Try it: Transcribe exactly the line containing "of the black" plus every later line in the data.

__________________________________________________

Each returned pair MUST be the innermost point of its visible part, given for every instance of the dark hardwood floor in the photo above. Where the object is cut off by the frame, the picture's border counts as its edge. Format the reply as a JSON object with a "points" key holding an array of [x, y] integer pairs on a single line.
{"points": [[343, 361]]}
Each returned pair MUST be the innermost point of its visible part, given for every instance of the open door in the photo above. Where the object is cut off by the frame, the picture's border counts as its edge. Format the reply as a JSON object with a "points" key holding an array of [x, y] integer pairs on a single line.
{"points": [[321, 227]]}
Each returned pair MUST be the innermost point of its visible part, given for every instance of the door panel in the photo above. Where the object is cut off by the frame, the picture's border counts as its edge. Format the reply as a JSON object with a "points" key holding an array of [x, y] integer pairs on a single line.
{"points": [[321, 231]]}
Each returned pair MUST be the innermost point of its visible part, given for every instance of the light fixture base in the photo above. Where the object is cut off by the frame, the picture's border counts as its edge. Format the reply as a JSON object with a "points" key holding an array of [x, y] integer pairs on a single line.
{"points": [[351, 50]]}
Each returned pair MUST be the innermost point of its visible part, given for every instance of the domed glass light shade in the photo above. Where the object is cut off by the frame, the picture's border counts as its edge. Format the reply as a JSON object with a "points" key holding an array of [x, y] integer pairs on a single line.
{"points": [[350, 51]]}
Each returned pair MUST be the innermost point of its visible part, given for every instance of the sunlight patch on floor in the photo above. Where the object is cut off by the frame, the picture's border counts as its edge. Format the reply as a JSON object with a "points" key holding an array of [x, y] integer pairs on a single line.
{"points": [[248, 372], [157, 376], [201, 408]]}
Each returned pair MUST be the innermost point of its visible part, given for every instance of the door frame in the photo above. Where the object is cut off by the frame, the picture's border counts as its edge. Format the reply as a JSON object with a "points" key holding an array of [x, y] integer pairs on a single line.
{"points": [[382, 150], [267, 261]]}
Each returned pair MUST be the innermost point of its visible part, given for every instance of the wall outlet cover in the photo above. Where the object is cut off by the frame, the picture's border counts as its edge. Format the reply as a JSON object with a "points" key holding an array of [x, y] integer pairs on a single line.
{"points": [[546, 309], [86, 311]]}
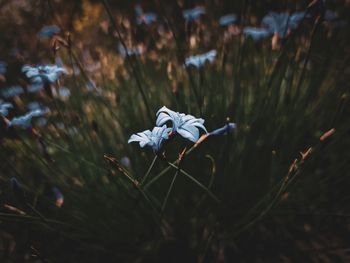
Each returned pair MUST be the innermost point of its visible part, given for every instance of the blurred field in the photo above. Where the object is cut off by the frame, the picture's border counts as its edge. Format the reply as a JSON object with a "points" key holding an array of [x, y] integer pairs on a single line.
{"points": [[274, 189]]}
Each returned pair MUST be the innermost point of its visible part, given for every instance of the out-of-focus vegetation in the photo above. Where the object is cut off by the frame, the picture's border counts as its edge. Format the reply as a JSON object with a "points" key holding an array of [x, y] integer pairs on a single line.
{"points": [[274, 188]]}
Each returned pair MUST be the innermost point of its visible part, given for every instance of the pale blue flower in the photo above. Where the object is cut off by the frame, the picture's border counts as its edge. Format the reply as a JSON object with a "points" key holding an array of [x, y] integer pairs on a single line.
{"points": [[41, 122], [3, 68], [152, 138], [59, 197], [34, 105], [125, 161], [147, 18], [44, 73], [144, 18], [229, 127], [281, 22], [256, 33], [64, 92], [128, 51], [193, 14], [25, 120], [49, 31], [35, 87], [199, 60], [227, 20], [184, 124], [11, 91], [4, 108]]}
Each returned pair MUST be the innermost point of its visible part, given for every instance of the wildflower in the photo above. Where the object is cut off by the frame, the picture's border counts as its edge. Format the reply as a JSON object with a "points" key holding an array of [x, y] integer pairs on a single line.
{"points": [[199, 60], [193, 14], [3, 68], [35, 87], [144, 18], [4, 108], [59, 198], [256, 33], [229, 127], [63, 92], [152, 138], [227, 20], [17, 189], [185, 125], [43, 73], [125, 161], [281, 22], [41, 122], [128, 51], [11, 91], [25, 120], [49, 31]]}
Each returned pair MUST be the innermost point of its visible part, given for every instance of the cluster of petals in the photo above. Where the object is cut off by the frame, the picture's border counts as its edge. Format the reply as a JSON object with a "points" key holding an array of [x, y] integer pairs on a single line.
{"points": [[183, 124]]}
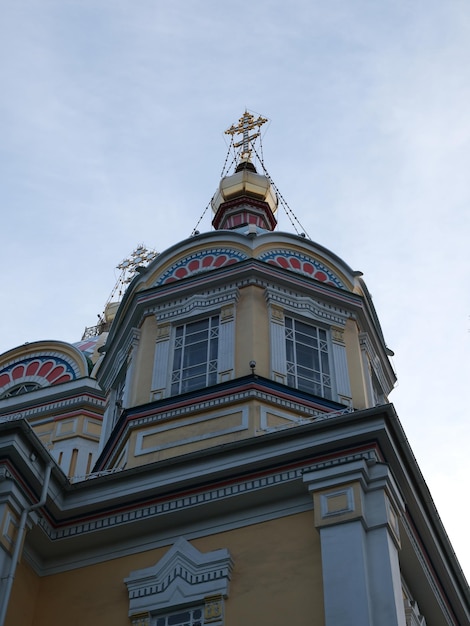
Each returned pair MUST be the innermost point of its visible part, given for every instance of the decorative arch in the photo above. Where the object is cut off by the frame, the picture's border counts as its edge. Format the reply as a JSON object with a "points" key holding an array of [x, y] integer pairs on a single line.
{"points": [[302, 264], [200, 261], [34, 366]]}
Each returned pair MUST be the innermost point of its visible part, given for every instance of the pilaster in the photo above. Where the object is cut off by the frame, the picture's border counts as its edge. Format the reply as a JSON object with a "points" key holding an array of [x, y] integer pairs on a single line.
{"points": [[356, 509]]}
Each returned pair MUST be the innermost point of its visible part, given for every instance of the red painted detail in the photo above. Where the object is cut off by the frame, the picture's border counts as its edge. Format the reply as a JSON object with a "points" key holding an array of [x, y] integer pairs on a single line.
{"points": [[55, 373], [46, 368], [17, 372], [221, 260], [62, 379], [282, 262], [4, 379], [208, 260], [32, 368]]}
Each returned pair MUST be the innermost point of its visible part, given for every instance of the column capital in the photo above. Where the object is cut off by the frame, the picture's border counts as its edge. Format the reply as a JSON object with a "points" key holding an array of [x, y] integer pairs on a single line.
{"points": [[360, 489]]}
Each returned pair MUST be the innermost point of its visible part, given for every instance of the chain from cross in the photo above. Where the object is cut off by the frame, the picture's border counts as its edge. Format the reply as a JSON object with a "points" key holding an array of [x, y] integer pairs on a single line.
{"points": [[246, 123]]}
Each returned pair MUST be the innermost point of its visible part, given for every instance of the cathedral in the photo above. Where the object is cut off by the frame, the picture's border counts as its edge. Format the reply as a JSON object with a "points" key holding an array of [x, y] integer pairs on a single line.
{"points": [[220, 449]]}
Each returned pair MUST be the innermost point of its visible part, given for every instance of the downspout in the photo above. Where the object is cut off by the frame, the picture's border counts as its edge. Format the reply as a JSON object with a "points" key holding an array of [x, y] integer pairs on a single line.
{"points": [[19, 543]]}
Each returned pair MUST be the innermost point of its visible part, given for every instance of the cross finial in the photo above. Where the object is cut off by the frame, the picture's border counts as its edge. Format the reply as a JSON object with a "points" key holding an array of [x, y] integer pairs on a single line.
{"points": [[246, 123]]}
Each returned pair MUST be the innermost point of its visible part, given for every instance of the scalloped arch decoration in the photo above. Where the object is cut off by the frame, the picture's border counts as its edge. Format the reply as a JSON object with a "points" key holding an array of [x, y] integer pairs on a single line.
{"points": [[302, 264], [201, 261], [44, 370]]}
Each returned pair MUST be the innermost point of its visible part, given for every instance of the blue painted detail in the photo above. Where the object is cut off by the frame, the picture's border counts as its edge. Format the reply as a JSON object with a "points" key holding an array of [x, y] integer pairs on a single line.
{"points": [[302, 264]]}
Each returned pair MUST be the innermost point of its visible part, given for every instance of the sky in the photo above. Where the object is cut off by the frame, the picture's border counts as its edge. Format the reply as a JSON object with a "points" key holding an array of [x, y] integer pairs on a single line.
{"points": [[112, 119]]}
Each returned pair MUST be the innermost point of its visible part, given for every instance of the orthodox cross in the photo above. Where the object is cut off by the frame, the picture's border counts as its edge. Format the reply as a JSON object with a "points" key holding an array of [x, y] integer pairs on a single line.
{"points": [[246, 123]]}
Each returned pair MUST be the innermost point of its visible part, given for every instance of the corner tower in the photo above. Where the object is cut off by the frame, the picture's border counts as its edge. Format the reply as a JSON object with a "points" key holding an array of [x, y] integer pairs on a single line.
{"points": [[233, 333]]}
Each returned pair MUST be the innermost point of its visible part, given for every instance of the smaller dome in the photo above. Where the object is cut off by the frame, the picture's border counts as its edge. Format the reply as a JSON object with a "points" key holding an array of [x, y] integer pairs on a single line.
{"points": [[245, 182]]}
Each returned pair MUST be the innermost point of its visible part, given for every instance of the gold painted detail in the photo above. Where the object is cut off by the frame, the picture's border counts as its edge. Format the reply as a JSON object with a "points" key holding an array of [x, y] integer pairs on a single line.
{"points": [[213, 609], [163, 332], [337, 506]]}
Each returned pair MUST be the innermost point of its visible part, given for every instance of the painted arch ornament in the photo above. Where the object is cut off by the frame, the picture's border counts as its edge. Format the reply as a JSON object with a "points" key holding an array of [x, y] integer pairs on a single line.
{"points": [[201, 261], [302, 264], [34, 372]]}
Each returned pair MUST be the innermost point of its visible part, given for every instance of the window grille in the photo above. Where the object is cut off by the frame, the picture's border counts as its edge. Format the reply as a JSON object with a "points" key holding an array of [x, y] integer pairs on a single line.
{"points": [[308, 366], [195, 355]]}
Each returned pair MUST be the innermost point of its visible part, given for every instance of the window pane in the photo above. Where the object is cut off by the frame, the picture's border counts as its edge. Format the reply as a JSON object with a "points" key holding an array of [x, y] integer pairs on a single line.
{"points": [[195, 355], [308, 366]]}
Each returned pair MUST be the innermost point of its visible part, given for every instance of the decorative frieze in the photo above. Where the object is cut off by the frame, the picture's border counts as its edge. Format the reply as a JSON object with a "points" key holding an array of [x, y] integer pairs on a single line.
{"points": [[184, 576]]}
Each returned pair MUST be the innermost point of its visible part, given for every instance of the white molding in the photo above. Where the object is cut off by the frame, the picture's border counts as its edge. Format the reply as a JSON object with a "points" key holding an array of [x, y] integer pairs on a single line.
{"points": [[175, 426], [184, 576]]}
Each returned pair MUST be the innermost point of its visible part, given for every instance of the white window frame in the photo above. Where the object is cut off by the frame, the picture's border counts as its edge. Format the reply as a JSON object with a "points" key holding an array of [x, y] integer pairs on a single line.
{"points": [[186, 311], [284, 303], [296, 371], [182, 346]]}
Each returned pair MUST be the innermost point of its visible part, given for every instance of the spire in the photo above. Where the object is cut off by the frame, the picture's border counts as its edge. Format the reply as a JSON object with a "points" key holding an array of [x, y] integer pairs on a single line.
{"points": [[246, 123], [245, 197]]}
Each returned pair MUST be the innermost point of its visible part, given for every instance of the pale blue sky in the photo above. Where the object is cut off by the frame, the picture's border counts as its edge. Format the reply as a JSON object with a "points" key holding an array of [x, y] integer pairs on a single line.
{"points": [[111, 122]]}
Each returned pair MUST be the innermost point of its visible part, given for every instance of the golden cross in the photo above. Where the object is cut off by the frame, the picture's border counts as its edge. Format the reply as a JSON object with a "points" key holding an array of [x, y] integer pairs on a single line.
{"points": [[246, 123]]}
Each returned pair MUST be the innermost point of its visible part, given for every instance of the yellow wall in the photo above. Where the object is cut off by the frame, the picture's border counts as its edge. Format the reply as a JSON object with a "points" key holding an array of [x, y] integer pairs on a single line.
{"points": [[252, 332], [142, 379], [276, 580], [24, 597], [355, 366]]}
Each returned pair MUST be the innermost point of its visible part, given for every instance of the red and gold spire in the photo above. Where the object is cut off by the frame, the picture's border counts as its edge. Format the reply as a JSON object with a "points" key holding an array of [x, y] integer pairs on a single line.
{"points": [[245, 197]]}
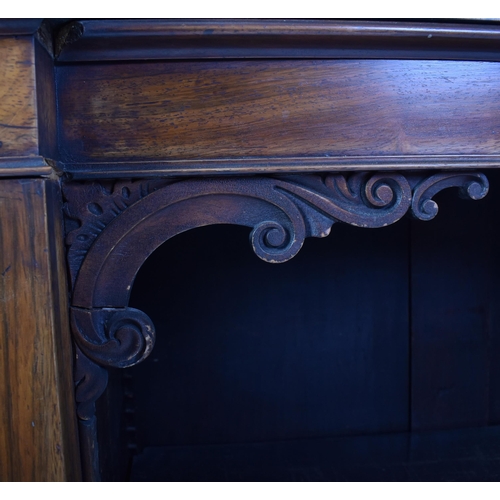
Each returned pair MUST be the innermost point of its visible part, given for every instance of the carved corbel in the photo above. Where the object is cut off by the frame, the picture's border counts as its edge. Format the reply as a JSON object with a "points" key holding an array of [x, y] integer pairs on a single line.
{"points": [[112, 227]]}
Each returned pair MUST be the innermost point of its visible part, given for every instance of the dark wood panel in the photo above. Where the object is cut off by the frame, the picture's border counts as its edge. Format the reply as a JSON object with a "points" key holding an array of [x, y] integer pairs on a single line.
{"points": [[455, 325], [248, 351], [458, 455], [18, 114], [127, 39], [277, 109], [38, 440], [46, 102]]}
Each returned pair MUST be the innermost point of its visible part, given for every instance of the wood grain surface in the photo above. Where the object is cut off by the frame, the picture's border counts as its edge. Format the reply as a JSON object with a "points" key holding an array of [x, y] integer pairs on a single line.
{"points": [[311, 109], [37, 414], [18, 116]]}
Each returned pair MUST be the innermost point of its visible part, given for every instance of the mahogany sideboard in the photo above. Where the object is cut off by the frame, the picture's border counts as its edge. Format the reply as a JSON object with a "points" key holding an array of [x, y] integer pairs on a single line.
{"points": [[117, 135]]}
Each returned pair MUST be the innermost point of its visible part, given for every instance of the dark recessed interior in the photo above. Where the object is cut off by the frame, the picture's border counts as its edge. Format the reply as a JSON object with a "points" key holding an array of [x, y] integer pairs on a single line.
{"points": [[369, 356]]}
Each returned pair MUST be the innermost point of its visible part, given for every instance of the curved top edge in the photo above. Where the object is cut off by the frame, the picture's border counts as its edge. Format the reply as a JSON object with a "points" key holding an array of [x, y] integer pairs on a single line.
{"points": [[113, 40]]}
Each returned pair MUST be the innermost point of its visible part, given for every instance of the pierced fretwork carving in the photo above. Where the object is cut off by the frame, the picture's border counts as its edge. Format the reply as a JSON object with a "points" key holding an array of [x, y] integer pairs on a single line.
{"points": [[112, 227]]}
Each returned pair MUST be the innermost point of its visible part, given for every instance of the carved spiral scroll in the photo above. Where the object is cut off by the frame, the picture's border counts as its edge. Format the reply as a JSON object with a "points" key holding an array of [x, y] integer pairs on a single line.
{"points": [[113, 227], [113, 337], [472, 185], [282, 212]]}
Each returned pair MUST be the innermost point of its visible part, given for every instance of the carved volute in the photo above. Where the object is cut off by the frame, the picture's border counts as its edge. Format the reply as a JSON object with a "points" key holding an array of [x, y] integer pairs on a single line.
{"points": [[112, 228]]}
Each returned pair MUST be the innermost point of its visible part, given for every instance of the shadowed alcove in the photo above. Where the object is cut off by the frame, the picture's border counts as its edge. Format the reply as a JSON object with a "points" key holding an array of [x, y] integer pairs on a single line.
{"points": [[367, 356]]}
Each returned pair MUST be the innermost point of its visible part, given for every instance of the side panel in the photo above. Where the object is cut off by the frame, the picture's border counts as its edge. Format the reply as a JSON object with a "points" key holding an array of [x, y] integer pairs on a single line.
{"points": [[37, 415]]}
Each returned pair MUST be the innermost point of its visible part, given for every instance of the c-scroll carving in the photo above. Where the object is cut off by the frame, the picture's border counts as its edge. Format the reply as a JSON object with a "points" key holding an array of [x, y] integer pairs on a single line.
{"points": [[113, 227]]}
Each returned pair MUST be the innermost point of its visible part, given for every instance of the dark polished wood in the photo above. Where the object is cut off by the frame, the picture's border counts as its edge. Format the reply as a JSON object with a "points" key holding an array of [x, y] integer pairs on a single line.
{"points": [[257, 116], [140, 39], [152, 128], [38, 439]]}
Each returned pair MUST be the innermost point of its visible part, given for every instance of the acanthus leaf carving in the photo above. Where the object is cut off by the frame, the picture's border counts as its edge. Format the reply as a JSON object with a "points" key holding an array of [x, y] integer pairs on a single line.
{"points": [[112, 227]]}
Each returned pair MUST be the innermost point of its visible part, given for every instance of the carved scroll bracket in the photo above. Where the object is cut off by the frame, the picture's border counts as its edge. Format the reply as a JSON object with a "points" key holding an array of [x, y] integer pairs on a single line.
{"points": [[113, 227]]}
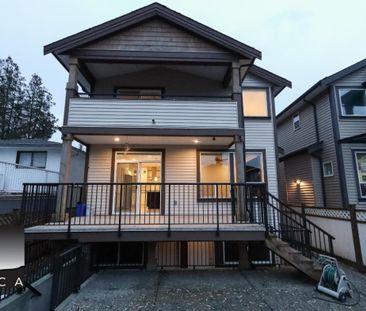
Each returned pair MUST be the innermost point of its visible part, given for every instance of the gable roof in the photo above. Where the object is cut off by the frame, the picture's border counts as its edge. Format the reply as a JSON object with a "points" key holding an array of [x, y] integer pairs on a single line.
{"points": [[145, 13], [318, 88]]}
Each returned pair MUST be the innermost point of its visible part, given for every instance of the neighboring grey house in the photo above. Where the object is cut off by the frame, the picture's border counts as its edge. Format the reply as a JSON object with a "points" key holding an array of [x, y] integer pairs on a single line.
{"points": [[32, 161], [179, 126], [322, 140]]}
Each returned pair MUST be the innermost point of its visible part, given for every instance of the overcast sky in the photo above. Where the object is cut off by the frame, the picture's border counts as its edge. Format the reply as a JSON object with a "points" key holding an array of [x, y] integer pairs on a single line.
{"points": [[302, 41]]}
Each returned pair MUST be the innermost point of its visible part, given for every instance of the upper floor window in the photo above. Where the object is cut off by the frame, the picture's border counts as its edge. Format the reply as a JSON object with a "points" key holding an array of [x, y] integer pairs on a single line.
{"points": [[296, 121], [353, 102], [255, 103], [360, 157], [136, 93], [32, 158]]}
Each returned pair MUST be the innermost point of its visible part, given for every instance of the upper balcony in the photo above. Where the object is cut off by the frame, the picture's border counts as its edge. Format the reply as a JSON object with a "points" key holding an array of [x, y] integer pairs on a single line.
{"points": [[113, 111]]}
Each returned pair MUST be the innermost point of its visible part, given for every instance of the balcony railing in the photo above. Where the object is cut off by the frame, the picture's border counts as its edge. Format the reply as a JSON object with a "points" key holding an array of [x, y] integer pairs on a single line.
{"points": [[110, 110], [140, 204], [12, 176]]}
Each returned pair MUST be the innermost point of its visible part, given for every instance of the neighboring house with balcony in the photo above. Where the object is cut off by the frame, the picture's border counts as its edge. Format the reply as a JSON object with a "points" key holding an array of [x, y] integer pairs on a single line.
{"points": [[322, 138], [32, 161], [179, 127]]}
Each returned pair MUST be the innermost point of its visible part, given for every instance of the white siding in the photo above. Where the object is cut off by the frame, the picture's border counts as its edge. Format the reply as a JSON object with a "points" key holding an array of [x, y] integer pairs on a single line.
{"points": [[167, 114]]}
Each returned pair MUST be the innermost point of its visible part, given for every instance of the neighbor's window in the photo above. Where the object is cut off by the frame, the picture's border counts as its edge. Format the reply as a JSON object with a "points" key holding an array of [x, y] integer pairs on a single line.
{"points": [[32, 158], [353, 102], [125, 93], [328, 169], [255, 103], [361, 172], [214, 168], [296, 121], [254, 171]]}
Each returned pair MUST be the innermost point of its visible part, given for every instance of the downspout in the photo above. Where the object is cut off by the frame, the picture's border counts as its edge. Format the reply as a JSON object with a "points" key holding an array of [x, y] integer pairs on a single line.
{"points": [[321, 156]]}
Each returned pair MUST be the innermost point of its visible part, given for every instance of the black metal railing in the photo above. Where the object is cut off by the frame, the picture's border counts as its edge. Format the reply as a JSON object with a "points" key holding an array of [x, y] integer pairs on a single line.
{"points": [[122, 204], [294, 228]]}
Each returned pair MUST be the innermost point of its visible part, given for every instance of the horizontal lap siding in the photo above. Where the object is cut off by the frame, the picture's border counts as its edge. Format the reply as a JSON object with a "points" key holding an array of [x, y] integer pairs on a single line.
{"points": [[299, 167], [155, 35], [351, 173], [172, 114]]}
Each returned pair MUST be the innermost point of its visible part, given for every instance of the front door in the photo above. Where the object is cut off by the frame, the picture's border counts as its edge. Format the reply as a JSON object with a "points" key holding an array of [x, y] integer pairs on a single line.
{"points": [[138, 176]]}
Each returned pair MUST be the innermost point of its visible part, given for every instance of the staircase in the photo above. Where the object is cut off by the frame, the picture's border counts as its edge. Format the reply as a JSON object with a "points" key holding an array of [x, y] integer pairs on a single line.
{"points": [[294, 238]]}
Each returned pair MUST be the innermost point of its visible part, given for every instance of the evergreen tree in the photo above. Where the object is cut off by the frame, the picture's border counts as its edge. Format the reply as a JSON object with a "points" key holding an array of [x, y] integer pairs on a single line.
{"points": [[11, 99], [38, 121], [24, 109]]}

__________________________________________________

Your solution:
Each returned pair MUST be the innermost point of its visible part, given for every instance of the black metal railing in the photo above. Where the object is cut off by the frame, the picture's border counts as its edge. Format the reply as a JSON object with a "points" key holding an array of [x, y] integer pairs on a single line.
{"points": [[122, 204], [294, 228]]}
Each returned pair MUST be the innermost point of its visible part, given for every instance of the horizontal lap siding in the photo above. Where the object is cut off by the frame, the picture's border counts as its edge. Format the reply as a JSON object with a "points" key holding an array of [x, y] integer pairs on a single line.
{"points": [[299, 167], [155, 35], [351, 173], [172, 114]]}
Each returned pair MUST be the innermost point of its visible part, given for every instance of the front door in the photo above. Where the object is cut off by the frame, the picture's border counts as its edge. Format the reply as a JSON object with a "points" key holding an array of [x, y] integer pairs on a single line.
{"points": [[138, 176]]}
Each returned pair MUST be the innermost point of its visible part, given for every instance of the staircase in the photo above. Where the object is cut off by the frame, the picture's border counts as its edge. Format the reply as a JSON object with a "points" key holding an array of [x, y] integer pairs on a single line.
{"points": [[294, 238]]}
Each returned pair MUST be the innermost point of its visible part, given for every instance of the evergreen tree in the photo above. Where the object is cut off by the frame, the picture's border counts as its edge. Format the reply as a JSON object with a "points" key holding an array of [x, y] integer pairs on a single line.
{"points": [[11, 99], [38, 121], [24, 109]]}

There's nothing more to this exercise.